Source text:
Content starts
These last few months have seen a rise in Asian hate crimes, bringing home the realities of painful racism that the AAPI community faces worldwide. Even though we still have more work to do, let’s celebrate the achievements and contributions of Asian Americans and Pacific Islanders, specifically Asian athletes.
Racism Against Asian Athletes
From stereotypes to underrepresentation, many factors have contributed to the low Asian-American participation in athletics. The common misconception of an Asian athlete is that Asians are “weak, fragile, and biologically ‘unsuited’ to modern sports” due to their outperformance in test scores, GPA, and extracurricular involvement. Furthermore, due to the myth of the “Model Minority,” Asian American children often do not pursue non-academic activities, such as sports, because they do not “match the norm.” Now, with COVID-19, Asian athletes have seen a rise in being targets of derogatory language on and off the court.
Statistics Of Asians In Sports
While the Asian population in the United States is between 5% to 6%, only 2.1% of Asian-American student-athletes are involved in NCAA. Furthermore, less than 1% of Asian athletes involved in NCAA play basketball or baseball. However, Asian athletes comprise about 10.5% of women’s Division I golf and about 14.6% of men’s fencing. The sports that Asians are most involved in include golf, gymnastics, tennis, swimming, and volleyball.
Content ends
Problem statement:
Copy the passage on Asian athletes word for word, between "Racism Against Asian" and "off the court.", inclusive. The lines that come next are separate material, unrelated to the text on Asian athletes.

Stored data:
Content starts
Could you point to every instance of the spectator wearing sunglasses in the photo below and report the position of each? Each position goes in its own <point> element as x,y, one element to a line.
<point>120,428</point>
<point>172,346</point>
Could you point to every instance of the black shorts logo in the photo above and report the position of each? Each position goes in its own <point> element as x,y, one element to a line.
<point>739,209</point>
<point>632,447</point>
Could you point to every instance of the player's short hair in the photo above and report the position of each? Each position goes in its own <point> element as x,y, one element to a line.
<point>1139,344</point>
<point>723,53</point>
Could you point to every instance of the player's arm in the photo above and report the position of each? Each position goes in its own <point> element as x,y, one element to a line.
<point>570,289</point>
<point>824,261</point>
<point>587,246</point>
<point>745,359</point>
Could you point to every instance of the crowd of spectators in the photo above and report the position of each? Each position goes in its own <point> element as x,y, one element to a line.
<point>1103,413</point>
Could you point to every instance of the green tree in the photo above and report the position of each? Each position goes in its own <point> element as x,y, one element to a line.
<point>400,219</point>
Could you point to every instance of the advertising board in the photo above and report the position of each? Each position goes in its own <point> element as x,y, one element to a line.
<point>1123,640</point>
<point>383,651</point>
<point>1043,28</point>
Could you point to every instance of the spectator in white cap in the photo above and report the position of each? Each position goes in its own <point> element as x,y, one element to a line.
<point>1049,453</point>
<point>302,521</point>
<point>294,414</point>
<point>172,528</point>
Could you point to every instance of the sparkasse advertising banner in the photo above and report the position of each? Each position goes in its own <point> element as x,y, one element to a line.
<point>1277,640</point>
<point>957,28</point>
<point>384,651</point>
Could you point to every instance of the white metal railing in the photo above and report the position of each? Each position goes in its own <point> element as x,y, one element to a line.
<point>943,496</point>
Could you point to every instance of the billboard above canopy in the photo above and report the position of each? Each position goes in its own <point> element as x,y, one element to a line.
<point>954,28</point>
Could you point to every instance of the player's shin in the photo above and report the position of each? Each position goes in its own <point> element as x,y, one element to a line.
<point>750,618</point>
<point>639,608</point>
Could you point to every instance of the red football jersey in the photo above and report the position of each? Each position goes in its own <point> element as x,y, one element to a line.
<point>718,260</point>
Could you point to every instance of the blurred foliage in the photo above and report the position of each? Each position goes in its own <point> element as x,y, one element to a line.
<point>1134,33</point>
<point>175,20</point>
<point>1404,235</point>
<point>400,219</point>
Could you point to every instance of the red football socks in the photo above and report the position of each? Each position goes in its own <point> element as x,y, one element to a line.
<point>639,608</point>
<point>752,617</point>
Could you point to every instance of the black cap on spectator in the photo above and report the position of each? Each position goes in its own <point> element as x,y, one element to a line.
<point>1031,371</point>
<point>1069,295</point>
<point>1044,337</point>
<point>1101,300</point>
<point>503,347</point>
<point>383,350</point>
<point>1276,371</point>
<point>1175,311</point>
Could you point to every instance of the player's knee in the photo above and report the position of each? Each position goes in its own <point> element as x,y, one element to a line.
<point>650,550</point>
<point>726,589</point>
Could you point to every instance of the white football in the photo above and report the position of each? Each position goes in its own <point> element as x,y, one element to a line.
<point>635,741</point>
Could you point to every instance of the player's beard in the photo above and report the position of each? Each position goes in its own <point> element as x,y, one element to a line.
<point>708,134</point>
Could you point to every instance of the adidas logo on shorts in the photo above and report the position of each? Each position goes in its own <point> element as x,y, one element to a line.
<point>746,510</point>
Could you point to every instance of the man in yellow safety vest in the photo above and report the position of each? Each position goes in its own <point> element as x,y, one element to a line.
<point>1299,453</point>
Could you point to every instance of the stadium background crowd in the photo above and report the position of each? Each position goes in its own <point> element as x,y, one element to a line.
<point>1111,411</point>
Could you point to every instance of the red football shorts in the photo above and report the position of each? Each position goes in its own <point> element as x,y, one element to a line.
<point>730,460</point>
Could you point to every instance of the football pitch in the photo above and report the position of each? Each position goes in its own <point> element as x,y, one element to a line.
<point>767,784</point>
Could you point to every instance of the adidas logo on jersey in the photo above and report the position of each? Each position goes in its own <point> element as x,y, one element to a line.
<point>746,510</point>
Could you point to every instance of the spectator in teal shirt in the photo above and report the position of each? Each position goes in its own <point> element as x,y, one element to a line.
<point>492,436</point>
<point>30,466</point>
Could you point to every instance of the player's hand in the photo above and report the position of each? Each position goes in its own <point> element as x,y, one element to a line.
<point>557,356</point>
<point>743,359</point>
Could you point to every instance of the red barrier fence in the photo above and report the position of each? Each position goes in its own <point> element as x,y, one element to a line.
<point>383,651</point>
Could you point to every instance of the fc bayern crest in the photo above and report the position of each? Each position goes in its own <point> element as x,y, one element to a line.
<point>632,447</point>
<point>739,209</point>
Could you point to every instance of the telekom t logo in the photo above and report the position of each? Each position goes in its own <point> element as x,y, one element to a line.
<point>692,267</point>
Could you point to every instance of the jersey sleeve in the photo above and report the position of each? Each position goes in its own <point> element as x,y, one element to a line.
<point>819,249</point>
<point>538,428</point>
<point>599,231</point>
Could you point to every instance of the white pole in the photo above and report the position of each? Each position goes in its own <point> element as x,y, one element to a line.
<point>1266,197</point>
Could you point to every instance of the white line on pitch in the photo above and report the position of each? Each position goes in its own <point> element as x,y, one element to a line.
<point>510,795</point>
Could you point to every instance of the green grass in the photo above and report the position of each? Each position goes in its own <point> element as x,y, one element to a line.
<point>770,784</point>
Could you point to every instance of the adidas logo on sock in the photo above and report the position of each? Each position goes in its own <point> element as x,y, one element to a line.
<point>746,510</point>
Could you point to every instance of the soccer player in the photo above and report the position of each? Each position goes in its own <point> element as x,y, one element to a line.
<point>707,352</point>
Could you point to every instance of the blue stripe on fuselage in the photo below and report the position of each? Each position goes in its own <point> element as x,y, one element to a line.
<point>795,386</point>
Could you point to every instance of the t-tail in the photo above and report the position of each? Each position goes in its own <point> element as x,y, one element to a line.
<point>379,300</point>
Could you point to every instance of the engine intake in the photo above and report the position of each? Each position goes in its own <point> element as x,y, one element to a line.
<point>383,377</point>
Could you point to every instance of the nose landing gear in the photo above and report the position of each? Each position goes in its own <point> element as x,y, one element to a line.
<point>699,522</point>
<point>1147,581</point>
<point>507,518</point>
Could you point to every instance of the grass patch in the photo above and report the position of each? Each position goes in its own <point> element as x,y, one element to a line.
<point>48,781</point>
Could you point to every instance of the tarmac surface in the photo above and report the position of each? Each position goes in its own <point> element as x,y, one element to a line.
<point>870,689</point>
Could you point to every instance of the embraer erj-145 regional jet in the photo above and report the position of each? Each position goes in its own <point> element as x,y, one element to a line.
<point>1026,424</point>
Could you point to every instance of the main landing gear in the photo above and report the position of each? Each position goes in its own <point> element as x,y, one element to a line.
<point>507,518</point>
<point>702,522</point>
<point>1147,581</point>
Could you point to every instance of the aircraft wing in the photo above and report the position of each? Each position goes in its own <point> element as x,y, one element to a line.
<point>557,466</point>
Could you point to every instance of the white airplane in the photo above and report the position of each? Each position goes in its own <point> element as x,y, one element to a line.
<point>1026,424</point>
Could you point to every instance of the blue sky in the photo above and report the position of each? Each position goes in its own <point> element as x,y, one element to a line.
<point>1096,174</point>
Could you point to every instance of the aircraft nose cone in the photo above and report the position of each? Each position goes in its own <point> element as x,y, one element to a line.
Content ends
Response to this exercise:
Racism Against Asian Athletes
From stereotypes to underrepresentation, many factors have contributed to the low Asian-American participation in athletics. The common misconception of an Asian athlete is that Asians are “weak, fragile, and biologically ‘unsuited’ to modern sports” due to their outperformance in test scores, GPA, and extracurricular involvement. Furthermore, due to the myth of the “Model Minority,” Asian American children often do not pursue non-academic activities, such as sports, because they do not “match the norm.” Now, with COVID-19, Asian athletes have seen a rise in being targets of derogatory language on and off the court.